Finally, households spend some of their income on imports—goods and services produced in
the rest of the world. Similarly, people in foreign countries purchase exports—goods and services
produced by domestic firms and sold to other countries.
One lesson of the circular flow diagram is that everyone’s expenditure is someone else’s
receipt. If you buy a personal computer from Dell, you make a payment to Dell and Dell receives
revenue. If Dell pays taxes to the government, it has made a payment and the government has
received revenue. Everyone’s expenditures go somewhere. It is impossible to sell something without there being a buyer, and it is impossible to make a payment without there being a recipient.
Every transaction must have two sides.

The Three Market Arenas
Another way of looking at the ways households, firms, the government, and the rest of the world

relate to one another is to consider the markets in which they interact. We divide the markets into
three broad arenas: (1) the goods-and-services market, (2) the labor market, and (3) the money
(financial) market.

Goods-and-Services Market Households and the government purchase goods and services
from firms in the goods-and-services market. In this market, firms also purchase goods and services
from each other. For example, Levi Strauss buys denim from other firms to make its blue jeans. In
addition, firms buy capital goods from other firms. If General Motors needs new robots on its assembly lines, it may buy them from another firm instead of making them. The Economics in Practice in
Chapter 1 describes how Apple, in constructing its iPod, buys parts from a number of other firms.
Firms supply to the goods-and-services market. Households, the government, and firms
demand from this market. Finally, the rest of the world buys from and sells to the goods-andservices market. The United States imports hundreds of billions of dollars’ worth of automobiles,
DVDs, oil, and other goods. In the case of Apple’s iPod, inputs come from other firms located in
countries all over the world. At the same time, the United States exports hundreds of billions of
dollars’ worth of computers, airplanes, and agricultural goods.

Labor Market Interaction in the labor market takes place when firms and the government
purchase labor from households. In this market, households supply labor and firms and the government demand labor. In the U.S. economy, firms are the largest demanders of labor, although
the government is also a substantial employer. The total supply of labor in the economy depends
on the sum of decisions made by households. Individuals must decide whether to enter the labor
force (whether to look for a job at all) and how many hours to work.
Labor is also supplied to and demanded from the rest of the world. In recent years, the labor
market has become an international market. For example, vegetable and fruit farmers in California
would find it very difficult to bring their product to market if it were not for the labor of migrant
farm workers from Mexico. For years, Turkey has provided Germany with “guest workers” who are
willing to take low-paying jobs that more prosperous German workers avoid. Call centers run by
major U.S. corporations are sometimes staffed by labor in India and other developing countries.

> **GIVEN ENTRIES**
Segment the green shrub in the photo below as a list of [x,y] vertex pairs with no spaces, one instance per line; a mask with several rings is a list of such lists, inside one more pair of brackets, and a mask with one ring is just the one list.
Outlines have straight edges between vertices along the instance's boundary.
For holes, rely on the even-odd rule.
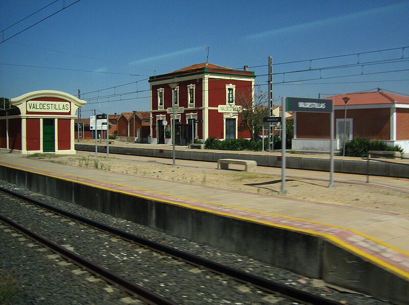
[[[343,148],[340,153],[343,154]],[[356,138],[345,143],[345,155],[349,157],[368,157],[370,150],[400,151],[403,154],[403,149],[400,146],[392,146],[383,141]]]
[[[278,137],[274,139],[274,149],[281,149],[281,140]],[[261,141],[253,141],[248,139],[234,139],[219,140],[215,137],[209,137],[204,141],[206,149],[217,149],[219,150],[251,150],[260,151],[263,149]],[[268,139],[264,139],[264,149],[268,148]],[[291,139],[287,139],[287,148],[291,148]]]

> **THE TASK**
Pick up the passage on the three market arenas after its last sentence and keep writing it. The records were drawn from a separate source.

> **TASK ANSWER**
Money Market In the money market—sometimes called the financial market—households
purchase stocks and bonds from firms. Households supply funds to this market in the expectation
of earning income in the form of dividends on stocks and interest on bonds. Households also

demand (borrow) funds from this market to finance various purchases. Firms borrow to build
new facilities in the hope of earning more in the future. The government borrows by issuing
bonds. The rest of the world borrows from and lends to the money market. Every morning there
are reports on TV and radio about the Japanese and British stock markets. Much of the borrowing and lending of households, firms, the government, and the rest of the world are coordinated
by financial institutions—commercial banks, savings and loan associations, insurance companies, and the like. These institutions take deposits from one group and lend them to others.
When a firm, a household, or the government borrows to finance a purchase, it has an obligation to pay that loan back, usually at some specified time in the future. Most loans also involve


CHAPTER 20 Introduction to Macroeconomics

payment of interest as a fee for the use of the borrowed funds. When a loan is made, the borrower
usually signs a “promise to repay,” or promissory note, and gives it to the lender. When the federal
government borrows, it issues “promises” called Treasury bonds, notes, or bills in exchange for
money. Firms can borrow by issuing corporate bonds.
Instead of issuing bonds to raise funds, firms can also issue shares of stock. A share of stock
is a financial instrument that gives the holder a share in the firm’s ownership and therefore the
right to share in the firm’s profits. If the firm does well, the value of the stock increases and the
stockholder receives a capital gain1 on the initial purchase. In addition, the stock may pay
dividends—that is, the firm may return some of its profits directly to its stockholders instead of
retaining the profits to buy capital. If the firm does poorly, so does the stockholder. The capital
value of the stock may fall, and dividends may not be paid.
Stocks and bonds are simply contracts, or agreements, between parties. I agree to loan you a certain amount, and you agree to repay me this amount plus something extra at some future date, or I
agree to buy part ownership in your firm, and you agree to give me a share of the firm’s future profits.
A critical variable in the money market is the interest rate. Although we sometimes talk
as if there is only one interest rate, there is never just one interest rate at any time. Instead,
the interest rate on a given loan reflects the length of the loan and the perceived risk to the
lender. A business that is just getting started must pay a higher rate than General Motors
pays. A 30-year mortgage has a different interest rate than a 90-day loan. Nevertheless, interest rates tend to move up and down together, and their movement reflects general conditions
in the financial market.


415

Treasury bonds, notes, and
bills Promissory notes issued
by the federal government
when it borrows money.
corporate bonds Promissory
notes issued by firms when
they borrow money.
shares of stock Financial
instruments that give to the
holder a share in the firm’s
ownership and therefore
the right to share in the
firm’s profits.
dividends The portion of a
firm’s profits that the firm pays
out each period to its
shareholders.

The Role of the Government in the Macroeconomy
The government plays a major role in the macroeconomy, so a useful way of learning how the
macroeconomy works is to consider how the government uses policy to affect the economy. The
two main policies are (1) fiscal policy and (2) monetary policy. Much of the study of macroeconomics is learning how fiscal and monetary policies work.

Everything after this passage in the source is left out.